#### 判決文:
----------

東京地方裁判所 平成16年(行ウ)478号 判決 2005年4月22日
原告 A株式会社
同代表者代表取締役 甲
被告 玉川税務署長
下田一夫
同指定代理人 武田康孝
同 山崎秀利
同 松本富由
同 木上律子
同 木村快
主文
1 原告の請求を棄却する。
2 訴訟費用は原告の負担とする。
事実及び理由
第1請求
被告が、原告に対し、平成15年6月30日付けをもってした、原告の平成13年4月1日から平成14年3月31日までの事業年度以後の法人税の青色申告の承認の取消処分を取り消す。
第2事案の概要及び争点
本件は、原告が、被告から、2事業年度にわたる期限後申告を理由として、法人の青色申告の承認の取消処分を受けたことについて、裁量権の逸脱ないし濫用等の違法を主張して、この処分の取消しを求めた事案である。
1 争いのない事実
(1) 原告は、被告の管轄区域内に本店を有する株式会社であり、毎年4月1日から翌年3月31日までを事業年度としている。
(2) 原告は、その設立日である平成8年2月1日から同年3月31日までの事業年度について、青色申告の承認申請書を提出し、この事業年度以降の各事業年度について、青色申告をしてきた(以下この平成8年3月31日までの事業年度を「平成8年3月期」といい、その後の事業年度についても、この例による。)。

----------

#### データ行:
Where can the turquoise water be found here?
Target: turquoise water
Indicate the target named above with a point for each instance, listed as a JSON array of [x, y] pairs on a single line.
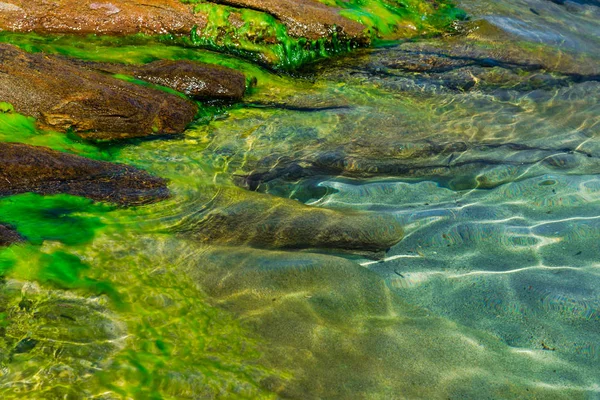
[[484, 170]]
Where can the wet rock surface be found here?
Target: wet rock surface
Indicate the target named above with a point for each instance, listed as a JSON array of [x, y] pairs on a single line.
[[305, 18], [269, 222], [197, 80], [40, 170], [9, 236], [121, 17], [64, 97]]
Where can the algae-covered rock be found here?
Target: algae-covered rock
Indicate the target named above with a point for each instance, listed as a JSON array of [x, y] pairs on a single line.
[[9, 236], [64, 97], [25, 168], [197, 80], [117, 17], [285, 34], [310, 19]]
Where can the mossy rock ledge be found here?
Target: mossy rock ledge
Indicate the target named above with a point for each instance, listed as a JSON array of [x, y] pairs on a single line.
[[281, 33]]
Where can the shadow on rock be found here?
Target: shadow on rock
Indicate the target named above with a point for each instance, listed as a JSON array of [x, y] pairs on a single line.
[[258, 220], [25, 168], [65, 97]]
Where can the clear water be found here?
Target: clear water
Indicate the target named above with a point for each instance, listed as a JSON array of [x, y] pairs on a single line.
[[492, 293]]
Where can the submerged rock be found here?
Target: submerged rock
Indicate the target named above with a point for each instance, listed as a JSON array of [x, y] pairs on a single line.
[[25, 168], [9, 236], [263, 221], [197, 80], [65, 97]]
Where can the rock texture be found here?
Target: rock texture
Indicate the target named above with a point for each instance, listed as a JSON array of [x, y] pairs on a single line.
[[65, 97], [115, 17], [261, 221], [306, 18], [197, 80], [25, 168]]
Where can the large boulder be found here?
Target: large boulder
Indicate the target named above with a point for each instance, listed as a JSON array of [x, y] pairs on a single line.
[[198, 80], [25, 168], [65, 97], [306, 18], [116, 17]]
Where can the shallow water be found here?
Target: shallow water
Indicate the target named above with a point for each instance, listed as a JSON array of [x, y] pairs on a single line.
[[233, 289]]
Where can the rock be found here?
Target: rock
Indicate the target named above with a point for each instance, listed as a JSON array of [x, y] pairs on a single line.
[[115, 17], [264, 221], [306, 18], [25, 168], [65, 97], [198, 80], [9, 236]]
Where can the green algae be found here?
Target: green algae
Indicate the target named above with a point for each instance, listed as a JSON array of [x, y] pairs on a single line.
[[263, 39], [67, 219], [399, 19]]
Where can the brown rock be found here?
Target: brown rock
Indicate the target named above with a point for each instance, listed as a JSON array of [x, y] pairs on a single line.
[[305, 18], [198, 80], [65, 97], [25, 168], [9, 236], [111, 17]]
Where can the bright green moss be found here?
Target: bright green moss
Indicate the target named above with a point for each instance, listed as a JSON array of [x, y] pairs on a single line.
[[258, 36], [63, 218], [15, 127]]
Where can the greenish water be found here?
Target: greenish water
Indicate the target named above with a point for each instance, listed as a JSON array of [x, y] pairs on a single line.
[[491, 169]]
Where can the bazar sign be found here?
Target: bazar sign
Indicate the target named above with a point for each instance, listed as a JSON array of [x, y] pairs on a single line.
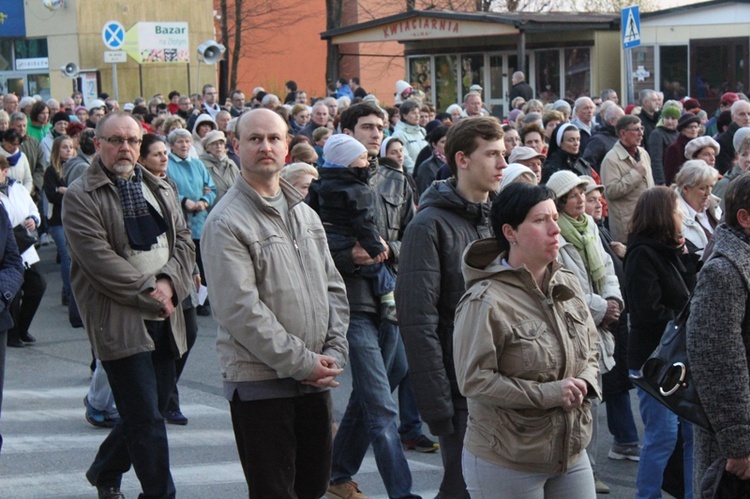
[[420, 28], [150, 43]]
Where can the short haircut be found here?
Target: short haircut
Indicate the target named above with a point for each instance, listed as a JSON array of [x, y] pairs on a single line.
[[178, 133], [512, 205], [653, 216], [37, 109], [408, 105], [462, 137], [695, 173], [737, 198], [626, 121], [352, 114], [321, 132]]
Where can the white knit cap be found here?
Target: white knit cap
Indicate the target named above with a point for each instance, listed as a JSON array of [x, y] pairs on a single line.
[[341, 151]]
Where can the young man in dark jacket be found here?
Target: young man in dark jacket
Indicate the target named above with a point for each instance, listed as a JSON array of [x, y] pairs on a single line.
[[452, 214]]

----------

#### 課題 A:
判決文の内容を2文で要約せよ。
#### 課題 B:
判決文の「第2事案の概要及び争点」から「日までを事業年度としている。」までをすべて、「事業年度」を「会計年度」に置き換えて書き改めよ。
#### 課題 C:
青色申告の承認取消しをめぐる判決文を、最後の文の後から書き継げ。

#### 解答 A:
東京地方裁判所は、原告A株式会社が被告玉川税務署長による法人税の青色申告の承認の取消処分の取消しを求めた請求を棄却し、訴訟費用を原告の負担とした。本件は、原告が2事業年度にわたる期限後申告を理由に同処分を受け、裁量権の逸脱ないし濫用等の違法を主張した事案である。

#### 解答 B:
第2事案の概要及び争点
本件は、原告が、被告から、2会計年度にわたる期限後申告を理由として、法人の青色申告の承認の取消処分を受けたことについて、裁量権の逸脱ないし濫用等の違法を主張して、この処分の取消しを求めた事案である。
1 争いのない事実
(1) 原告は、被告の管轄区域内に本店を有する株式会社であり、毎年4月1日から翌年3月31日までを会計年度としている。

#### 解答 C:
(3) 原告は、平成13年3月期の確定申告書(法定提出期限同年5月31日)を同年12月21日に提出し、平成14年3月期の確定申告書(法定提出期限同年5月31日)を平成15年5月28日に提出し、もって、連続する2事業年度にわたる期限後申告をし、法人税法127条1項4号に該当するに至った(乙1、2。以下この2事業年度にわたる期限後申告を総称して「本件期限後申告」と、この法律を「法」と、この条項を「本件条項」と、それぞれいう。)。
(4) 被告は、平成15年6月30日付けをもって、本件期限後申告を理由として、原告の平成14年3月期以後の法人税の青色申告の承認を取り消す旨の処分をした(以下この処分を「本件処分」という。)。
(5) 原告は、本件処分に対し、平成15年8月27日に異議申立てをしたが、同年11月27目付けをもって棄却決定を受け、同年12月25日に審査請求をしたが、平成16年8月6日付けをもって棄却裁決を受けたため、同年11月5日に本件処分の取消しを求めて本件訴えを提起した。
2 本件の争点
本件においては、原告に本件期限後申告があったことや、これが本件条項に該当することは争いがなく、本件期限後申告を理由とする本件処分について、裁量権の逸脱ないし濫用、比例原則違反、法の下の平等違反その他の違法があるかどうかが争点となっている。
(1) 裁量権の逸脱ないし濫用について
(原告の主張)
本件処分には、裁量権の逸脱ないし濫用の違法がある。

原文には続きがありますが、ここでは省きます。